(Data items)
*** Begin section ***

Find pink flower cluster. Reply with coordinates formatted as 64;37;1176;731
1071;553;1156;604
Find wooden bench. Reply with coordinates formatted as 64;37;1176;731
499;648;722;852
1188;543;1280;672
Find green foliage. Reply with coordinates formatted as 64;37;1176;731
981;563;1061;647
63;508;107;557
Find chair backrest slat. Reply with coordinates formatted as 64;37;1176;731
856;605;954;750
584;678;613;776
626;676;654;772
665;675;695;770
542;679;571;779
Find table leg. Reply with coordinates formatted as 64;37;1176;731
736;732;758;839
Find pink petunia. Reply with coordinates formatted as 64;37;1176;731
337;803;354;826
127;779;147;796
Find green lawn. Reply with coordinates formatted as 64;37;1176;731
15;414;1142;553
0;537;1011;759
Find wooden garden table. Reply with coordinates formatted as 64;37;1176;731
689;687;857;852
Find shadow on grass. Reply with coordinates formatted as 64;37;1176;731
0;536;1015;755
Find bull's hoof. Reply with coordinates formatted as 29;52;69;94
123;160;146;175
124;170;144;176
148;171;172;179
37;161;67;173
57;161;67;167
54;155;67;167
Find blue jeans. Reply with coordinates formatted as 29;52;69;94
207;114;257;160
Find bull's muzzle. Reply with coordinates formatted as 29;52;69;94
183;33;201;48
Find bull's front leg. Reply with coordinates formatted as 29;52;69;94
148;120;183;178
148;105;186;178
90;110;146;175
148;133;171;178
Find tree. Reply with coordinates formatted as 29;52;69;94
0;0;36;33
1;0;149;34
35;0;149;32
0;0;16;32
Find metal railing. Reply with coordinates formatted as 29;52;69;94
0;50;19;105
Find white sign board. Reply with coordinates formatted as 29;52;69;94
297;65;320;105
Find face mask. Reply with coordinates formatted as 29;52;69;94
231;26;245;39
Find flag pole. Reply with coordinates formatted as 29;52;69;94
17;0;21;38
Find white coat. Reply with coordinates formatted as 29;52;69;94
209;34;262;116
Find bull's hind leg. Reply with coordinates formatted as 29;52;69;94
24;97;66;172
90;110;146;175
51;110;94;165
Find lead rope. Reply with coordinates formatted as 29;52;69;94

*** End section ***

** WHAT TO PRODUCE **
Nothing in the data may be omitted; transcribe it exactly.

** THE ANSWER **
Find pink flower cluster. Reply with coordinates formatted as 64;37;1176;731
1071;553;1156;604
Find wooden bench. Reply with coordinates formatted as 64;37;1176;731
499;648;722;852
1188;543;1280;672
Find green foliage. Reply with coordinates formatted as 64;37;1176;731
981;563;1061;647
63;508;107;557
Find chair backrest slat. Reply with coordinates formatted as 64;37;1176;731
856;605;954;750
584;678;613;776
626;676;654;772
665;675;695;770
542;679;571;779
Find table leg. Reply with coordinates formatted as 64;37;1176;731
736;732;758;839
Find pink petunia. Reply with coordinates formatted as 64;37;1176;731
337;803;354;826
127;779;147;796
Find green lawn. Reply with coordinates formatted as 64;37;1176;731
15;414;1142;553
0;537;1011;759
Find wooden garden table. Reply with coordinates formatted as 64;37;1176;731
689;687;857;852
Find shadow on grass. Reply with coordinates formatted as 64;37;1176;731
0;536;1015;755
Find bull's hoof. Reply with coordinates formatted as 29;52;69;94
123;160;146;175
124;170;144;176
148;171;172;179
37;161;67;173
57;161;67;167
54;155;67;167
Find blue jeans. Reply with coordinates formatted as 29;52;69;94
207;114;257;160
Find bull's muzzle. Reply with coordinates formatted as 29;52;69;94
183;33;201;48
Find bull's front leg. Reply with coordinates formatted as 29;52;69;94
148;120;183;178
148;105;186;178
90;110;146;175
148;133;171;178
Find tree. Reply with coordinates formatted as 29;52;69;94
0;0;36;33
1;0;149;34
35;0;149;32
0;0;16;32
Find metal railing. Reply with coordinates formatted as 29;52;69;94
0;50;19;105
Find white sign board. Reply with coordinates formatted as 29;52;69;94
297;65;320;105
Find face mask. Reply with coordinates formatted as 29;52;69;94
231;26;245;39
Find flag pole. Reply with coordinates formatted as 29;52;69;94
17;0;21;38
Find white coat. Reply with coordinates formatted as 29;52;69;94
209;34;262;116
Find bull's hind leg. Reply with coordinates formatted as 29;52;69;94
24;97;66;172
90;110;146;175
51;110;94;165
Find lead rope. Reply with coordinates formatted as 29;52;69;94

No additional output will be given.